Table 3
Total Claims | Fair Value of Assets | Liquidation Value of Assets | Realized Value |
10.07 lakhs crore | 2.97lakhs crore | 1.90 lakhs crore | 3.21 lakhs crore |
Table 4
FC | OC | CD | FSP | Total | |
Realization as % of Claims | 33.8 | 18.7 | 17.9 | 42.4 | 31.9 |
The average liquidation value (gone concern value) is at a 36% discount from the fair value (going concern value). This is not surprising considering the estimation of liquidation value from the value using a standard discount of 30 to 35% without giving cogent reason and a detailed analysis of the case. A higher realized value than even fair value looks like better performance. But this could be either because of lower fair value or because of a rise in the value of some assets due to a delay in resolution. The fair value below 30% of the total claim shows that the fair value estimate is based on existing status and not on restructured basis. The reason for this appears to be the flawed definition of fair value and summation of the value of assets mainly classified into land and building, security and financial assets, and plant and machinery. The fair value definition requires the valuer to assess “ the realizable value” which technically means transaction costs should also be reduced from the estimated value which is inconsistent with the purpose for which it is estimated. The definition of fair value used in IBC is the definition of Market Value defined by the International Valuation Standard (IVS) except the words “ the realizable Value”. The sum of parts value in most cases is below the whole (the enterprise value). The recovery motive of the COC, selection of self-serving valuers, lack of scrutiny of the valuation reports, and personal gain of other parties are also key factors . The creditors have realized approximately 168% of the liquidation value and 86.5% of the fair value ( based on 783 cases where data for fair value are available). The haircut for fair value is 14% based on the fair value and 68% based on the admitted claims. These realizations do not include the CIRP costs and future realizations like equity. It appears that current realization would be even lower if data relating to early IBC cases were excluded when realization was high. The average realization for liquidation cases is just 7% of the total claim. Out of liquidation cases, 43 cases have sold as a going concern. Several factors affect the realization. However, key factors for lower realization can be traced to factors like delayed admission,
Pre-Packaged Insolvency Resolution Process (PPIRP)
PPIRPs which have been operative since April 2021. It seems it has not yielded the desired result. Till December 2023, only 7 applications were admitted. Out of 7, 5 cases were resolved, one case was withdrawn, and one case is ongoing. The key attraction of PPIRP is the speed. The benefits of speed are supposed to minimize erosion in value while maximizing return to creditors and in the process rescuing the business and preserving all or some of the employees’ jobs. However, PPIRP has not picked up as expected.
Summary
The IBC regime has indeed helped in rescuing companies out of the clutch of rouge promoters. The fear of losing control has helped parties recover their dues. However, a longer-than-prescribed time in completion of CIRP is a cause of concern. More than 70% of the ongoing cases are in the employment-generating sectors like manufacturing, real estate, and construction. As a result of this value maximization objective is defeated. Also factors like late arrival in the CIRP, recovery motives of COC and interplay by practitioners result in lower recovery. Without a tweak in the existing system, objectives related to promoting entrepreneurship cannot be achieved.

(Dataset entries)
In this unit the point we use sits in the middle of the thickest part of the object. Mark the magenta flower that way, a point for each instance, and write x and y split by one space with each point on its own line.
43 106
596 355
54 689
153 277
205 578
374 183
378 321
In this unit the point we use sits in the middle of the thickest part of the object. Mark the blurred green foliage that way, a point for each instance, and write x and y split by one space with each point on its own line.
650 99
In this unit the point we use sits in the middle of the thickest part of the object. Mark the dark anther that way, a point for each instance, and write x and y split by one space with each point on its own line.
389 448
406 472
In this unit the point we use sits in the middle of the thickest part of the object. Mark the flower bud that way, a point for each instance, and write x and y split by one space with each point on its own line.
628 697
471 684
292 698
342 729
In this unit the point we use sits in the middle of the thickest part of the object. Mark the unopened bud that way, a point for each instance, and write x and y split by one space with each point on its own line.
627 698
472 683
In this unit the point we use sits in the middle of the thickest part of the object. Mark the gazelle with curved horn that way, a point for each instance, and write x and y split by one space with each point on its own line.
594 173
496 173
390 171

◆ **EXERCISE GOAL**
Would you print the stretch of the IBC passage from "PPIRPs which have" through "up as expected."? The records aren't needed.

◆ **WRITTEN ANSWER**
PPIRPs which have been operative since April 2021. It seems it has not yielded the desired result. Till December 2023, only 7 applications were admitted. Out of 7, 5 cases were resolved, one case was withdrawn, and one case is ongoing. The key attraction of PPIRP is the speed. The benefits of speed are supposed to minimize erosion in value while maximizing return to creditors and in the process rescuing the business and preserving all or some of the employees’ jobs. However, PPIRP has not picked up as expected.